- **Task objective**:
List each line of the data that holds the string "pavement".

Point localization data

################

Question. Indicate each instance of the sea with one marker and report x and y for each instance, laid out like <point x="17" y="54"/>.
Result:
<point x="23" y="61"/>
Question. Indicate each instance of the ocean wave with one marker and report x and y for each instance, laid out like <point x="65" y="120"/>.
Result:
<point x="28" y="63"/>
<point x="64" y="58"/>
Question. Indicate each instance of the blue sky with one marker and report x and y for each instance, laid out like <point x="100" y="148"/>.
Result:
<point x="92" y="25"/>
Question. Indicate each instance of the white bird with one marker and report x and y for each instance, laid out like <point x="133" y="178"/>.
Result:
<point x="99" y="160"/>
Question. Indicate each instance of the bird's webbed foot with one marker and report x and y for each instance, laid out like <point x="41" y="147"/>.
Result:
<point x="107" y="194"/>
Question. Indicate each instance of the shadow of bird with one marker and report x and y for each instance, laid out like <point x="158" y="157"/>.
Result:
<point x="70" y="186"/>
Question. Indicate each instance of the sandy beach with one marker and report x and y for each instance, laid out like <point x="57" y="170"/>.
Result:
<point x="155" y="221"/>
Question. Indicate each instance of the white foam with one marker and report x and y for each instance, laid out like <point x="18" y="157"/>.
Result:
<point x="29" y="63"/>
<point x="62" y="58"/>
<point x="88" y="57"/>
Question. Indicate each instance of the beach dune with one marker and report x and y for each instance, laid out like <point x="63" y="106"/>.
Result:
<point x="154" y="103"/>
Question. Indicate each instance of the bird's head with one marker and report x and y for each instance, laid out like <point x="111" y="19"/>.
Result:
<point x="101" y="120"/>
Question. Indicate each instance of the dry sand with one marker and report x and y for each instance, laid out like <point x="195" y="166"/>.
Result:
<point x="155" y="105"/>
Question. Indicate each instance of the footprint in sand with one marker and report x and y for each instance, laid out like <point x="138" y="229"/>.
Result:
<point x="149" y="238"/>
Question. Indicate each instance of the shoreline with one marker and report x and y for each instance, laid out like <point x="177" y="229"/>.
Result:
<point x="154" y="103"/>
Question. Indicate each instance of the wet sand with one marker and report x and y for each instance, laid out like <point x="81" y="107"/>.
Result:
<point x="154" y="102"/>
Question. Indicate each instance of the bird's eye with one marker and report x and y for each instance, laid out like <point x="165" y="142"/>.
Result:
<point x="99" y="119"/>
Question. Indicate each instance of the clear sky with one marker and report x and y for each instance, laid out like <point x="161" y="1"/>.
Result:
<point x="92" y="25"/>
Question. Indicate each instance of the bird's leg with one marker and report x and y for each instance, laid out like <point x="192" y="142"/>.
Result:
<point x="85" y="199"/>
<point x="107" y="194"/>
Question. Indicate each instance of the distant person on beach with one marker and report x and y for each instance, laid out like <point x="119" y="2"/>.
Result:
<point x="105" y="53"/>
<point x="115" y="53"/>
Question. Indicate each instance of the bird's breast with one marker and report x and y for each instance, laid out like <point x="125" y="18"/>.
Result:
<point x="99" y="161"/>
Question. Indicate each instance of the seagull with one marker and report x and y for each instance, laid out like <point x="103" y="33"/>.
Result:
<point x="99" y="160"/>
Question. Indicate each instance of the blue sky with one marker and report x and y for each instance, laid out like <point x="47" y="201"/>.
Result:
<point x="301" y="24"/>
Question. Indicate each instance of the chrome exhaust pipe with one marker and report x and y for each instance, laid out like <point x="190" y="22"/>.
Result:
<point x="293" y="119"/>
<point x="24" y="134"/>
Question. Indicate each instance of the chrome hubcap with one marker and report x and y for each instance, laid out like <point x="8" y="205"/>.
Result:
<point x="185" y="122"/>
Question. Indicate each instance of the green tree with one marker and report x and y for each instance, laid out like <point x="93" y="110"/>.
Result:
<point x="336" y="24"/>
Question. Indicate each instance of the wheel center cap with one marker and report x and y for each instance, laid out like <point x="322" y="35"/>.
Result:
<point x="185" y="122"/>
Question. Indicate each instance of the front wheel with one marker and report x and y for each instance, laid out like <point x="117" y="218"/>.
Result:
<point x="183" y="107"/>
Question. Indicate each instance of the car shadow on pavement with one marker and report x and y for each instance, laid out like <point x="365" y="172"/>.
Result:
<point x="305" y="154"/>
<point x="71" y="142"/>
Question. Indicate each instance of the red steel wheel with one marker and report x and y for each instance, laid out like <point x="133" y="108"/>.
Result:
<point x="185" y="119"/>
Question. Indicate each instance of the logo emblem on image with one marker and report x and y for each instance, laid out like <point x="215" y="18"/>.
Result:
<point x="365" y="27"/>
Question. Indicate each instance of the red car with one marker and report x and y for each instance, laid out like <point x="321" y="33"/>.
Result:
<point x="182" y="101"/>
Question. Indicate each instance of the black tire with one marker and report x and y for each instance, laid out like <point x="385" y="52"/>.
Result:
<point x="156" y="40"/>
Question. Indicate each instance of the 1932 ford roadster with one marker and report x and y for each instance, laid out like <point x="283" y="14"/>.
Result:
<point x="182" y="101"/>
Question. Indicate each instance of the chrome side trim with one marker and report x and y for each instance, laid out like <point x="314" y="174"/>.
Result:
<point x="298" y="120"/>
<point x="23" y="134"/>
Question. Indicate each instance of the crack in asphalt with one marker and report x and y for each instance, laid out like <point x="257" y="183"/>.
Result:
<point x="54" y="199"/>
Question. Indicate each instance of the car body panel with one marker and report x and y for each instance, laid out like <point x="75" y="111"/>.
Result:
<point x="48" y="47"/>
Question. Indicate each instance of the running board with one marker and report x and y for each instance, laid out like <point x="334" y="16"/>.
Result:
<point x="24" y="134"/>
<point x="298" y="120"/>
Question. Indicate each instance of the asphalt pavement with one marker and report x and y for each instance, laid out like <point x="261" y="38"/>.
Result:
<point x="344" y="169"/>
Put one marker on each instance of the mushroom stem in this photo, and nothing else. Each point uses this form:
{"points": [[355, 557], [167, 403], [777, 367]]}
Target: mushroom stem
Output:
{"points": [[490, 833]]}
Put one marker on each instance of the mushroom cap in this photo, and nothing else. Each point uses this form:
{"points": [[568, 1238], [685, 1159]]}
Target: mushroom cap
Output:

################

- **Output of the exercise**:
Question. Indicate each instance of the car shadow on pavement with one marker and report x and y for each instance, laid out like <point x="365" y="172"/>.
Question. Indicate each instance of the asphalt pavement with one marker and report x and y for each instance, laid out like <point x="261" y="38"/>.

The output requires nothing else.